HOW TO COMPLETE THIS TASK –
Wherever the listing has a line with the string "yellow", copy that line out.

---------------

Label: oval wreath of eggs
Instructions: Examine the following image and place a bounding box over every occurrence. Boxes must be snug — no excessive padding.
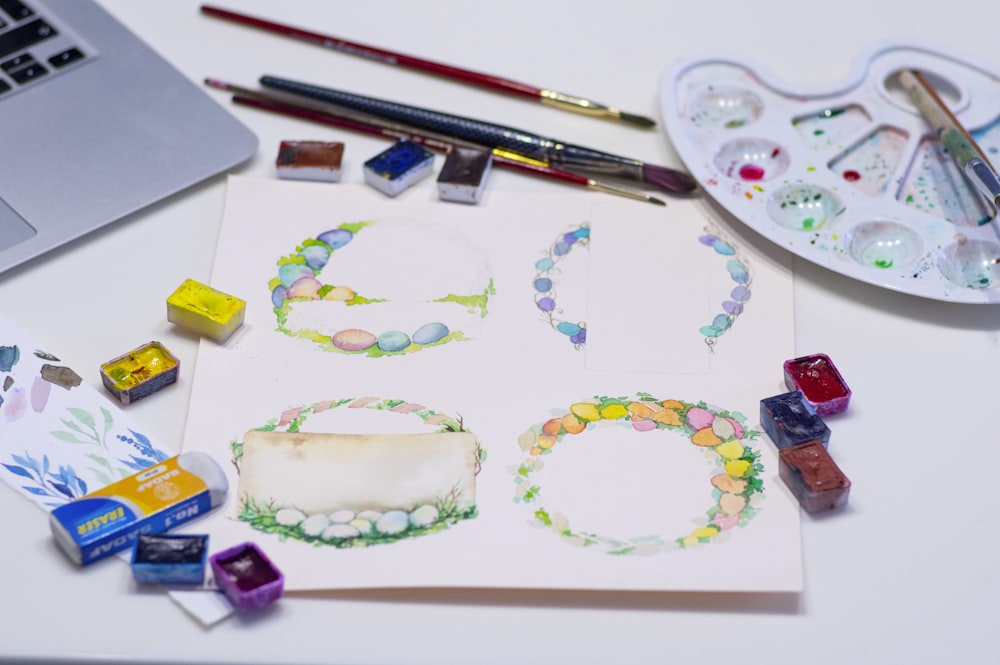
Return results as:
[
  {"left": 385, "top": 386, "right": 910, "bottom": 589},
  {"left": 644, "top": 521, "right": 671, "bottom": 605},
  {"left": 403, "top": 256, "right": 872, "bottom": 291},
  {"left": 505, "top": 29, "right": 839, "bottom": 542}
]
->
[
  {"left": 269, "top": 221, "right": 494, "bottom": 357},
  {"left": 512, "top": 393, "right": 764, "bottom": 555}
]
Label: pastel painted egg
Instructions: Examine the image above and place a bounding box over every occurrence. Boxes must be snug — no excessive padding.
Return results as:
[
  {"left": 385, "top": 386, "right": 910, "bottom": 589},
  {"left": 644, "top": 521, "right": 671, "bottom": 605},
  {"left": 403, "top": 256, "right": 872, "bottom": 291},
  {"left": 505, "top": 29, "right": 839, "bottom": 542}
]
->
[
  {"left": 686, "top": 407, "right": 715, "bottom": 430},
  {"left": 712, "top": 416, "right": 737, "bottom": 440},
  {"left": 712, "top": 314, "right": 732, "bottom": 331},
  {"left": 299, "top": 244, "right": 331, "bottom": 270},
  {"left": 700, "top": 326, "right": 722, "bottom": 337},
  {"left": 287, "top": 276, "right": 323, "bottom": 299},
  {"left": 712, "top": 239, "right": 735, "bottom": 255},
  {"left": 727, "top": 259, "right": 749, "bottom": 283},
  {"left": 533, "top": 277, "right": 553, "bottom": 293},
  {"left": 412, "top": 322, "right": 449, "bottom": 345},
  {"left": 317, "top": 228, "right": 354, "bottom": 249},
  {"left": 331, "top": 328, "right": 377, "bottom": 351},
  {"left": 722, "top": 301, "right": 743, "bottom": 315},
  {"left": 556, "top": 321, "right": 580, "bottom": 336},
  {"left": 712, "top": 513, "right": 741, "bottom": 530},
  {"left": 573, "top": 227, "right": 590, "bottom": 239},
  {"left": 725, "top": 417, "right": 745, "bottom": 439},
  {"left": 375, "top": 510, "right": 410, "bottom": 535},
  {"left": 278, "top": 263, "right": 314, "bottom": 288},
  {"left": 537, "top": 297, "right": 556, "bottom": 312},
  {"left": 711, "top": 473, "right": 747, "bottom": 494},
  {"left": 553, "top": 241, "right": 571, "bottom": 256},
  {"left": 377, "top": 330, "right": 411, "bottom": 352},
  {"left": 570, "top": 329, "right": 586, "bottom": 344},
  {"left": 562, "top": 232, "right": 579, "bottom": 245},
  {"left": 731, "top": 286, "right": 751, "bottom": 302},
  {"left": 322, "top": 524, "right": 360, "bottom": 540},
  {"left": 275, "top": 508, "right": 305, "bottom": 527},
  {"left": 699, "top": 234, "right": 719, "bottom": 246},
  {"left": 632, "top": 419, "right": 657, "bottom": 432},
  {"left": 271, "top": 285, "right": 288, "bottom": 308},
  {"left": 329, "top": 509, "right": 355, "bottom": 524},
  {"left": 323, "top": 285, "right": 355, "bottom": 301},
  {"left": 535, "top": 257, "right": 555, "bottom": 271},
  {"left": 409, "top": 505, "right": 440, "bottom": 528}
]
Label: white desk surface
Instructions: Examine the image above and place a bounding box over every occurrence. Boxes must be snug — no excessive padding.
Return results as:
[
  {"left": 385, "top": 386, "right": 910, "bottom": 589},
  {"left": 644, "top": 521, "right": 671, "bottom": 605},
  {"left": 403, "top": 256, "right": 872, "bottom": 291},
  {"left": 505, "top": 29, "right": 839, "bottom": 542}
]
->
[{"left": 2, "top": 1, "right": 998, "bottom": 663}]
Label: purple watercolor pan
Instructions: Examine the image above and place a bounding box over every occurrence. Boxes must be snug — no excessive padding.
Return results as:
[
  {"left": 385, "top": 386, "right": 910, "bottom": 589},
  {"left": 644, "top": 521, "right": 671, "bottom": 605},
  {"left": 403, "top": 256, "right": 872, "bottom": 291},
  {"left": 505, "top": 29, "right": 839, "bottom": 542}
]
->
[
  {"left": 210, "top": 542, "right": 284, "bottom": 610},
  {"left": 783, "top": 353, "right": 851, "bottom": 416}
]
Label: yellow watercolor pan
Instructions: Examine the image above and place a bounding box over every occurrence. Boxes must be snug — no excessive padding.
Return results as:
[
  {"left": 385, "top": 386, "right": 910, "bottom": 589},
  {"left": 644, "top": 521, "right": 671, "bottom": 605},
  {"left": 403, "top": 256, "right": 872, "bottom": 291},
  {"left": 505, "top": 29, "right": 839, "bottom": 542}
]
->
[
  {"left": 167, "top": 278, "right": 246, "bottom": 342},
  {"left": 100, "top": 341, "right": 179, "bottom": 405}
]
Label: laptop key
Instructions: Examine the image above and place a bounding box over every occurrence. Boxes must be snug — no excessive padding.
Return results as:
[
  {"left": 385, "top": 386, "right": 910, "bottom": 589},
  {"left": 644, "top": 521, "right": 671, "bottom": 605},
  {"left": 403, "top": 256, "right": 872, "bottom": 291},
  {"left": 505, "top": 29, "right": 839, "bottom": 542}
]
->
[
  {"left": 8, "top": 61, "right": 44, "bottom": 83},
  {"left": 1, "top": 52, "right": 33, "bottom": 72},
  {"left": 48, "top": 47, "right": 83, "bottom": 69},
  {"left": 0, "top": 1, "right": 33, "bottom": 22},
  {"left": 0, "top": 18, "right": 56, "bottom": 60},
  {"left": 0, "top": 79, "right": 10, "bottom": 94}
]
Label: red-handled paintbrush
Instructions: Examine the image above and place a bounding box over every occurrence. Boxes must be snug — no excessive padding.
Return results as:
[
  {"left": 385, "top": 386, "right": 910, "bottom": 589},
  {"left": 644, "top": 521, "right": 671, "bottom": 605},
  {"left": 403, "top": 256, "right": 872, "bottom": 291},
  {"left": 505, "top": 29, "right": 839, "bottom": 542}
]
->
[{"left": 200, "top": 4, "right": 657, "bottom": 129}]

---------------

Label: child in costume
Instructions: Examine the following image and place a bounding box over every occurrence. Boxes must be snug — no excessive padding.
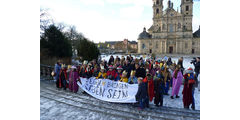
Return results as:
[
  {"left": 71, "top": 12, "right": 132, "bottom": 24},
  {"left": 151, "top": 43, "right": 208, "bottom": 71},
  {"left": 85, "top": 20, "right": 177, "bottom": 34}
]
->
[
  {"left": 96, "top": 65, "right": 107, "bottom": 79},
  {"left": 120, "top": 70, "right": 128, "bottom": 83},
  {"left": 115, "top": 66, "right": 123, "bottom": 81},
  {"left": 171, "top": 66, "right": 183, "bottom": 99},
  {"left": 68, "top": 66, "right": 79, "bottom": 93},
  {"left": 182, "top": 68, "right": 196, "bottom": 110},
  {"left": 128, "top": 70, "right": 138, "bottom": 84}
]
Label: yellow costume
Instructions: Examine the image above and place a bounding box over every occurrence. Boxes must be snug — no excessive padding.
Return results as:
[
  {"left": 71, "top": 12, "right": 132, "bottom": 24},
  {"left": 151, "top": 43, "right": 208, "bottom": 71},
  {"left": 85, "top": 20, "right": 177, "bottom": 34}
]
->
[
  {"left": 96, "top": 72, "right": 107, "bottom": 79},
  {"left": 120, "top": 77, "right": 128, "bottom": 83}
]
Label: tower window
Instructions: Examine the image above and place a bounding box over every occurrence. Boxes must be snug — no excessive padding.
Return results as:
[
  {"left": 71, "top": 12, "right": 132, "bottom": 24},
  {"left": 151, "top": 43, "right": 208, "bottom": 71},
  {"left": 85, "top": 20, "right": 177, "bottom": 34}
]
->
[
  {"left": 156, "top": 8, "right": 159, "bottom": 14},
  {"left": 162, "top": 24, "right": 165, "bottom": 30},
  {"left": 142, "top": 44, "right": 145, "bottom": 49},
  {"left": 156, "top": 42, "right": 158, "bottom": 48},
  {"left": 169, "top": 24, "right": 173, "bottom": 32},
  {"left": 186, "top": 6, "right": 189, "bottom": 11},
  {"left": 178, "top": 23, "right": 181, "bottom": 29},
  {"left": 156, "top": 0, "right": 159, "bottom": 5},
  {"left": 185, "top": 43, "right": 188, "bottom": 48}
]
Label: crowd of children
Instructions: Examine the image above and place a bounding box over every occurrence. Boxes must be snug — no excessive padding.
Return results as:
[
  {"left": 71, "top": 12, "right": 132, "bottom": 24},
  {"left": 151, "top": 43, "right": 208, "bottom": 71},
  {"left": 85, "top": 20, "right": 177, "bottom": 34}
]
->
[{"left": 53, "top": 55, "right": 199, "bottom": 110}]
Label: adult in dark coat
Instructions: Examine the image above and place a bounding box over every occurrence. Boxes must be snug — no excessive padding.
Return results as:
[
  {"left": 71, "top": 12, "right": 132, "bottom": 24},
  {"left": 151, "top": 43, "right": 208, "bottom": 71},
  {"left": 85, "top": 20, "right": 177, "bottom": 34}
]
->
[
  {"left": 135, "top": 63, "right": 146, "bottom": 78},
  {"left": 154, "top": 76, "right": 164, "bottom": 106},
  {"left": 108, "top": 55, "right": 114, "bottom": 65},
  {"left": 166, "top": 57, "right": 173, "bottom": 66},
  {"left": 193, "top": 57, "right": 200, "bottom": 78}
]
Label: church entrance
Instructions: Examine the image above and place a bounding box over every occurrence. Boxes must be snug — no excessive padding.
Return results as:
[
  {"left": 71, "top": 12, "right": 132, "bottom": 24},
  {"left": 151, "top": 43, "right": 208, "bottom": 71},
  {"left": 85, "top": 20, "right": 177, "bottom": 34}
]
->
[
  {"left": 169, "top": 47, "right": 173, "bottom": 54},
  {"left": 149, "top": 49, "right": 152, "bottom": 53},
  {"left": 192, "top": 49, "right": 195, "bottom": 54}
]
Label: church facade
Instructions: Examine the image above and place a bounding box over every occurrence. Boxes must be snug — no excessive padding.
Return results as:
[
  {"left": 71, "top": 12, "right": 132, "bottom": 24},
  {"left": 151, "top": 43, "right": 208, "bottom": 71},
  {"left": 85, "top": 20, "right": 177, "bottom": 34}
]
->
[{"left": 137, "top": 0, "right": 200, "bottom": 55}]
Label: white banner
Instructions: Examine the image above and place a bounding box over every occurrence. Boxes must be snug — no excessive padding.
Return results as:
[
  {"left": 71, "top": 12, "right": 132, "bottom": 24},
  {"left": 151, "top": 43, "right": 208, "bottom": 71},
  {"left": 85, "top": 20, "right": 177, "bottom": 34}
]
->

---------------

SOLUTION FOR THIS PROBLEM –
Label: yellow watercolor pan
Label: yellow costume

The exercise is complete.